What is required: All the data must come back unchanged, except that pictures are left out.
— Start of Materials provided —
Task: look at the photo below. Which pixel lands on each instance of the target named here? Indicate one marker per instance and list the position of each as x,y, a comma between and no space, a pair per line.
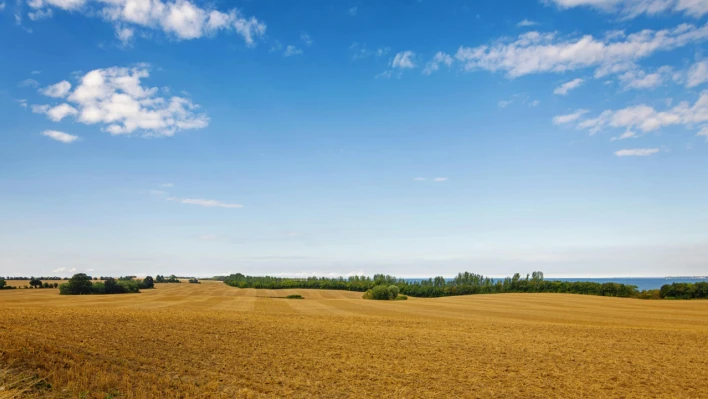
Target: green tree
79,284
148,282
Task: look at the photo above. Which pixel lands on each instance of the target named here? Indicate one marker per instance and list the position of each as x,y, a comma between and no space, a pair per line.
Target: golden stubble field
211,340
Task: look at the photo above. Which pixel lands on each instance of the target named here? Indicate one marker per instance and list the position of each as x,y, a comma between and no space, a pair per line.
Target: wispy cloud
526,22
568,86
28,83
60,136
637,152
115,98
204,202
291,50
178,19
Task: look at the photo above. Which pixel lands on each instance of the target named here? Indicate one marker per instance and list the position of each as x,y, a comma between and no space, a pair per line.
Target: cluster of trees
171,279
685,290
384,293
81,284
8,278
465,284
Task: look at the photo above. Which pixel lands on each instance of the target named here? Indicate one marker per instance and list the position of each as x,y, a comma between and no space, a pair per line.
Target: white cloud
637,152
638,79
526,22
291,50
698,74
59,90
646,119
180,19
633,8
306,39
205,202
403,60
60,136
115,98
703,132
568,118
535,52
568,86
434,64
57,113
28,83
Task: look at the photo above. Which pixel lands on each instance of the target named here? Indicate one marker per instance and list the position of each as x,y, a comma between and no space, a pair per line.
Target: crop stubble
211,340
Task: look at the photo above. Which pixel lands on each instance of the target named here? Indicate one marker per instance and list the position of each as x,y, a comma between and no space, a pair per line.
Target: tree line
81,284
465,284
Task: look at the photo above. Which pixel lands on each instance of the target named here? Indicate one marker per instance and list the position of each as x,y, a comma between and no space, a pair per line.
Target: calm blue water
642,283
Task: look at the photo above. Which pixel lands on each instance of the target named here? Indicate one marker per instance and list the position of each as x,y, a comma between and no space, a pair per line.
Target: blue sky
415,138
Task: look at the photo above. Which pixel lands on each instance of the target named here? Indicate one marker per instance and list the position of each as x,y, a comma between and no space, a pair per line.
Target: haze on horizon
306,138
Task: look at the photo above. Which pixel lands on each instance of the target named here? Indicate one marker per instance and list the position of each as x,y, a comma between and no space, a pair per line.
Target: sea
642,283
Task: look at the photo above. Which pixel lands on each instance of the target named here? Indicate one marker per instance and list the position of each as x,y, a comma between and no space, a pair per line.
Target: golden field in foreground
211,340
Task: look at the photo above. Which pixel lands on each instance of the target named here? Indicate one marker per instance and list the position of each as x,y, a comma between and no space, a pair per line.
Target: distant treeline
81,284
468,284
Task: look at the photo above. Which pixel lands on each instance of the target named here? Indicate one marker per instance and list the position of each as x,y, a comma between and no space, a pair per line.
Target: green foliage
81,284
684,290
171,279
148,283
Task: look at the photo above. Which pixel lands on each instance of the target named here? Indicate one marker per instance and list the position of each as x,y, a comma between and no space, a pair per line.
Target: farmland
212,340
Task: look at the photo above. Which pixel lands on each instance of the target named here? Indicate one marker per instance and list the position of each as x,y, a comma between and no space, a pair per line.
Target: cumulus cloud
180,19
637,152
204,202
526,22
28,83
403,60
60,136
116,99
569,118
697,74
535,52
291,50
568,86
646,119
434,64
59,90
633,8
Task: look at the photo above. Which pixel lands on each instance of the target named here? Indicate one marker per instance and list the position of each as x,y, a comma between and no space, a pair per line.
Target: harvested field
210,340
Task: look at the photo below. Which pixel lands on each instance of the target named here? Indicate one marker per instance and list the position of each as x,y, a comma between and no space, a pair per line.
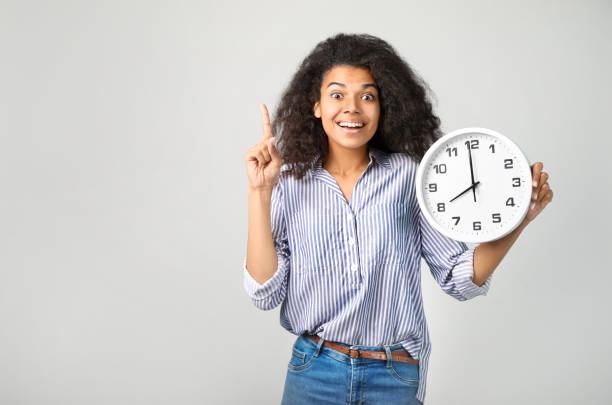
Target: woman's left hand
541,194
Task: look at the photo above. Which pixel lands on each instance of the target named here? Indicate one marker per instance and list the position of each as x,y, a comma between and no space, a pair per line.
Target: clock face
474,185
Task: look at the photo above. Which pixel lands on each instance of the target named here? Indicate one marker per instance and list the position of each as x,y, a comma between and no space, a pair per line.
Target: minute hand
471,168
473,186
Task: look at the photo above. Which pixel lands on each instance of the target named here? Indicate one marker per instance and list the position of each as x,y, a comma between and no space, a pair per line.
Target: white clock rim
419,184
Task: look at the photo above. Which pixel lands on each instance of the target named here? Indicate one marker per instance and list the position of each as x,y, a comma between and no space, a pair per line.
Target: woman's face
348,95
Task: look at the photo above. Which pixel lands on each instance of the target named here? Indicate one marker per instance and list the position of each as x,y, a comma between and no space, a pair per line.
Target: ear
317,110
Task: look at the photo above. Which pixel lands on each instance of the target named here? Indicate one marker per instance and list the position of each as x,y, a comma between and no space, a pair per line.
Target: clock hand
473,186
471,168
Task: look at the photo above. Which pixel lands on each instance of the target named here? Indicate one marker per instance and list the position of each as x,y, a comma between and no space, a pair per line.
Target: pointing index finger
267,130
537,169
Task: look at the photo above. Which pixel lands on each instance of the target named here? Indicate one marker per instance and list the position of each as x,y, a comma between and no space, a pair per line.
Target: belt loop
389,359
319,345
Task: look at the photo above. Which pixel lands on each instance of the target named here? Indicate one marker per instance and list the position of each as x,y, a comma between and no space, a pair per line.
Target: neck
345,162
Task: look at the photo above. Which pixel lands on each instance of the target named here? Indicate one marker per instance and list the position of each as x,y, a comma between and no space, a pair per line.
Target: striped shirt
350,271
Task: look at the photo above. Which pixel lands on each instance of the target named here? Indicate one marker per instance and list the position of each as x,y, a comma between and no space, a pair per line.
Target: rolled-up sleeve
270,294
451,263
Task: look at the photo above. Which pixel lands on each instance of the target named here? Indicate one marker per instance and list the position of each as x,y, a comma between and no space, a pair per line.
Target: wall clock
474,185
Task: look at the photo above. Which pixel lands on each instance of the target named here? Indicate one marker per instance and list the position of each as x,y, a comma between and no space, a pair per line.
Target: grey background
123,127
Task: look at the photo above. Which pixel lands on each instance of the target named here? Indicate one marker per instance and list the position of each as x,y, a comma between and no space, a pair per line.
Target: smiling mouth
— End of Materials provided —
Reply to the task:
Task: look at the photo below. Which pixel lands on each instance of the target named here? Indicate one marker per instance and list the position of each as x,y, a comma between and no space, a pair per line.
Target: green tree
79,284
148,282
Task: look at the photo above. Which pixel lands on each instance of the target named here? Indicate one marker per instance and list the position of each as x,y, a comma between and no space, a pair per line.
Target: golden stubble field
211,340
Task: look at the photo above. Which pixel lands on each instance of the target named here? Indicate one marker per instance and list the position of each as x,y, a comma between and no space, a pair per line.
Target: wispy cloud
526,22
568,86
28,83
60,136
637,152
115,98
204,202
291,50
178,19
Task: look at the photo above. Which pixel lands on each instance of the target named here? Indicate one marker per instance and list the position of each as x,y, a comma between and no space, a pair per line.
Target: cluster of trees
171,279
685,290
384,293
81,284
8,278
465,284
Task: look at the photo above. Which pixel lands on each instance of the target named here? Indicate one marker per instance and list the position of each as x,y, a comma between and no space, a pair per line.
Target: white cloud
637,152
638,79
526,22
291,50
698,74
59,90
646,119
180,19
633,8
306,39
205,202
403,60
60,136
115,98
703,132
568,118
535,52
568,86
434,64
57,113
28,83
Task: look at the photo above. Which pixel lands on each instance of the target named here? Indicate one marker per instance and list the position of each as x,y, a comma between and no space, a pair per line.
Target: crop stubble
211,340
Task: look at the photo above. Which pixel lands on each instance of the target named here? Indicate one marker per instance and list the position of each as x,y, a comma between and no space, a pair per line.
Target: tree line
81,284
465,284
Task: look at the photo above. Which pixel lands on each instance of the target named here? Indicate one marker per instance and list the position of each as x,y, a comma between and no space, a pair per line.
Target: calm blue water
642,283
Task: look at the photo above. Which pixel lands on each instance of the target named here? Indicate one marker per instance and list the position of each as x,y, a comma between and no space, a pair per line.
Target: blue sky
415,138
Task: look at the photo above. Which pixel lands on each instance of the target named here? Indicate one marker per instance and list the position of each as x,y, a comma between and no space, a pair per line.
Target: haze on horizon
306,138
Task: look at the photo above. Which pixel lands on each instance of the target named here? Indicate one marker per instance and list the position of each as x,y, a comma between and no space, a pair per line.
Target: sea
642,283
Task: look at the photo above. Which pixel lands on each instance of the target named here? Indicate one marker per instance and list the position of each as x,y, a comma between and no space, a pair per line.
Target: golden field in foreground
211,340
Task: look at the photo above. Which pixel lands on each instance of the target named here? Indicate one marker per instance and list the position of each as x,y, a comma between and no space, a pair per line.
Target: distant treeline
81,284
468,284
Task: look at the photo above. Which pixel lands on each instance of the target named here? Indicate one marker per instance and list the position of each as x,y, a comma between and no space, a pair per line.
Target: green foliage
81,284
684,290
171,279
148,283
Task: look at the photo above. Which pixel lands on each instance of the target named here? Indicate one marker per instance and list the position of each as x,y, a comma between and no space, a pair per line.
Target: farmland
212,340
Task: look at the photo above. Which pixel lands on each instance of the target named here? Indicate one marker per instance and list the position of each as x,y, a comma between and no space, a pair per line.
Target: cumulus cloud
180,19
637,152
204,202
526,22
28,83
403,60
60,136
116,99
569,118
697,74
535,52
291,50
568,86
646,119
434,64
59,90
633,8
Task: look at the photo above. Which pixel lands on each instance of the target named here? Indicate one marker per instance and list the position of each as x,y, a comma between and no space, a pair per line.
Target: harvested field
210,340
Task: look at the photo below. Which pixel lands on each instance of the target named here? Indicate one marker per instance and list the position of each as x,y, a comma between and no space, a pair per line.
Target: woman's left hand
541,194
Task: look at the photo above. Which pixel lands on each instance of the target named here? Indicate one marker per instance and list the position of each as x,y, a comma between and no space, a pair per line.
Target: clock face
474,185
Task: look at the photo above. Which pixel lands on each instance of the target named here? Indicate one marker per instance and list the position of each as x,y, a comma between and no space, a pair per line.
Target: minute hand
471,168
473,186
Task: look at the photo above. Which pixel lands on each instance of the target named here? Indicate one marker per instance and list the position of each as x,y, a comma between and no space, a pair per line.
Target: white clock rim
419,184
Task: look at the photo above. Which pixel lands on each instance of the target named here? Indicate one marker per instance and list the position of each as x,y, a comma between and no space, a pair per line.
Target: woman's face
348,95
Task: look at the photo above. Which pixel lands on each instance of the target named here? Indicate one marker per instance and list the position of each as x,y, a comma between and no space, a pair per line.
Target: ear
317,110
Task: look at the photo above. Which pixel lands on each instance of the target named here? Indicate one marker per instance and list the position of each as x,y, a comma between and no space, a pair per line.
Target: clock hand
473,186
471,168
Task: look at the photo above. Which pixel lands on each instance of the target named here? Indicate one marker per instance and list the position of each as x,y, a comma between and no space, a pair per line.
Target: pointing index finger
267,130
537,169
Task: look at the photo above. Which pixel lands on each instance of the target named here? Indicate one marker per instance and list the position of each as x,y, a comma between and no space, a pair per line.
Target: belt loop
389,359
319,345
Task: look at the photo above. Which pixel lands on each instance of the target named here? Indicate one marker per instance and list the position of each as x,y, a comma between and no space, a pair per line.
Target: neck
345,162
Task: look at the photo above. Which pixel lands on each instance of the target named here? Indicate one marker per instance and list the position of each as x,y, a comma between and no space, a pair per line.
Target: striped shirt
350,271
Task: look at the photo above. Which pixel lands on each instance of the target named here? Indicate one marker per instance and list the position of each as x,y, a comma between and no space, a pair per line.
Target: rolled-up sleeve
270,294
451,263
Task: look at the photo above. Which pixel lands on each instance of the target named here? Indicate one marker per instance and list the position of each as x,y, a comma between and no space, a pair per line.
Target: wall clock
474,185
Task: look at the photo above. Which pixel lands on each instance of the target named here? Indicate one marker per instance and list the position of each as x,y, a comma between and no space, a pair per line.
Target: grey background
123,127
Task: look at the photo above. Which pixel lands on each instance of the target named here? Indicate one marker per instance and list the position of each as x,y, a comma between and no space, a pair per line.
Target: smiling mouth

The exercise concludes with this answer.